What you will do - Wherever the word "stage" occurs in the lines below, copy the whole line.

Input data -
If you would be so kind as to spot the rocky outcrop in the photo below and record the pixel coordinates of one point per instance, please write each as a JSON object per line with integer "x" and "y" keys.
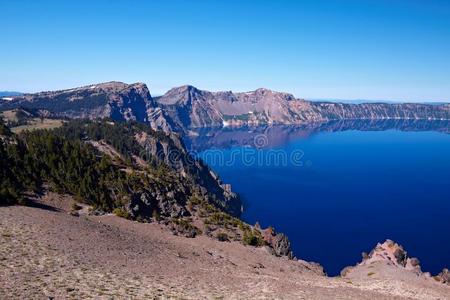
{"x": 444, "y": 276}
{"x": 278, "y": 242}
{"x": 187, "y": 107}
{"x": 388, "y": 253}
{"x": 191, "y": 108}
{"x": 116, "y": 100}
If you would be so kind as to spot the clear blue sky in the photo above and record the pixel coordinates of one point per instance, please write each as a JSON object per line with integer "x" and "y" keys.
{"x": 371, "y": 49}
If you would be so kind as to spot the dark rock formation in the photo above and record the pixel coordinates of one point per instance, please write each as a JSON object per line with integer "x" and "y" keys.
{"x": 444, "y": 276}
{"x": 278, "y": 243}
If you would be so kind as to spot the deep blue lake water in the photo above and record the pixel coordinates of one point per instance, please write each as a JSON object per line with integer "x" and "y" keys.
{"x": 351, "y": 189}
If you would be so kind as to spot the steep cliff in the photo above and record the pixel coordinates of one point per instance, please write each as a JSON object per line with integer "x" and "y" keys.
{"x": 190, "y": 108}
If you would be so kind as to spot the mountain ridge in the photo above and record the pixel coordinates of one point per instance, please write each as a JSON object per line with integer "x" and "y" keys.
{"x": 186, "y": 107}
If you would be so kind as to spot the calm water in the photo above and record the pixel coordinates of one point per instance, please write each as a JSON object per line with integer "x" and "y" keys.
{"x": 355, "y": 188}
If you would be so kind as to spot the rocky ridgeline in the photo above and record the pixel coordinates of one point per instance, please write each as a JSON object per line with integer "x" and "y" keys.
{"x": 187, "y": 107}
{"x": 389, "y": 260}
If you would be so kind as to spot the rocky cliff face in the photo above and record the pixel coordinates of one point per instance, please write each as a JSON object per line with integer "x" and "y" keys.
{"x": 187, "y": 107}
{"x": 190, "y": 108}
{"x": 115, "y": 100}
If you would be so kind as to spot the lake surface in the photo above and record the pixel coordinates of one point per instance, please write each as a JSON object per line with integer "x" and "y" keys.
{"x": 353, "y": 186}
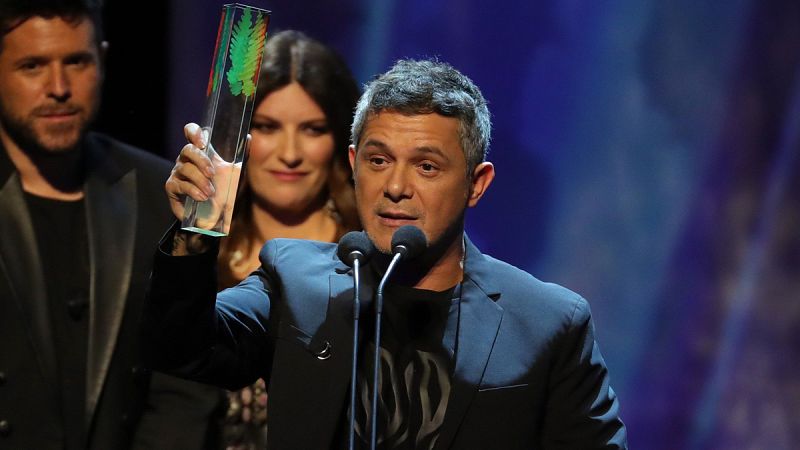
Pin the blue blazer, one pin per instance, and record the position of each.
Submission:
(528, 372)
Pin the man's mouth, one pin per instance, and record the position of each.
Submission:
(396, 218)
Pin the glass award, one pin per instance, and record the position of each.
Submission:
(228, 108)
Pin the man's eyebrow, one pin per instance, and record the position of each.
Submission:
(434, 150)
(426, 149)
(373, 143)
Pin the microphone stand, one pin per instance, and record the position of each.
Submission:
(377, 356)
(353, 369)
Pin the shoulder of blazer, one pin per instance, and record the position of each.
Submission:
(518, 292)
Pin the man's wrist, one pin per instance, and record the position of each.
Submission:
(188, 243)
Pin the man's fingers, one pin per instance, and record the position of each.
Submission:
(191, 154)
(195, 135)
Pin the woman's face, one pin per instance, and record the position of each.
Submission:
(290, 152)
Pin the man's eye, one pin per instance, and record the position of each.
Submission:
(29, 66)
(377, 161)
(428, 167)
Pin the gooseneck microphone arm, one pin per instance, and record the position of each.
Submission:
(355, 248)
(377, 357)
(354, 366)
(407, 242)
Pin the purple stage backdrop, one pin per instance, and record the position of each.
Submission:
(648, 156)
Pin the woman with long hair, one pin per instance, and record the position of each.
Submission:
(298, 182)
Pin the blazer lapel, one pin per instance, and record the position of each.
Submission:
(328, 391)
(479, 319)
(111, 218)
(19, 259)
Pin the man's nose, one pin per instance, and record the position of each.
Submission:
(59, 85)
(399, 185)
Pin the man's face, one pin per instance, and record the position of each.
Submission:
(411, 170)
(50, 80)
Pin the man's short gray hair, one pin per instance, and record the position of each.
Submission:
(429, 86)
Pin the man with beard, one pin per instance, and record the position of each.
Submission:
(77, 224)
(474, 353)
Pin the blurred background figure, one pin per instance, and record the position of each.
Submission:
(298, 182)
(657, 140)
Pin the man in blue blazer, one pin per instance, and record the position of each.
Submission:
(475, 353)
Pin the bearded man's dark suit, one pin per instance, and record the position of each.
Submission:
(125, 215)
(528, 373)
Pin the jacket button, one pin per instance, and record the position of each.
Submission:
(5, 428)
(323, 352)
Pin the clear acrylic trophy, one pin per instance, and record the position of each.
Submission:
(228, 109)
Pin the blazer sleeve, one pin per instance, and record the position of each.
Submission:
(582, 408)
(192, 332)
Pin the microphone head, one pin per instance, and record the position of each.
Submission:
(409, 241)
(355, 245)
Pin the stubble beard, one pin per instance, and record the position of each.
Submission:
(47, 140)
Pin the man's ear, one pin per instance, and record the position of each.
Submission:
(482, 177)
(351, 155)
(102, 54)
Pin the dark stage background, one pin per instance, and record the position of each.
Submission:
(647, 157)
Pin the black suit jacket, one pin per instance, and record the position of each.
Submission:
(528, 372)
(125, 214)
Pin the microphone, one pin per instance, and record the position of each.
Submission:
(354, 248)
(408, 242)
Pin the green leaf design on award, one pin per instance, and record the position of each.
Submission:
(219, 51)
(247, 45)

Task response -
Pin the purple stage backdrop, one pin per instance, and record the position of each.
Pin the dark stage background, one pin per instance, and record the position of each.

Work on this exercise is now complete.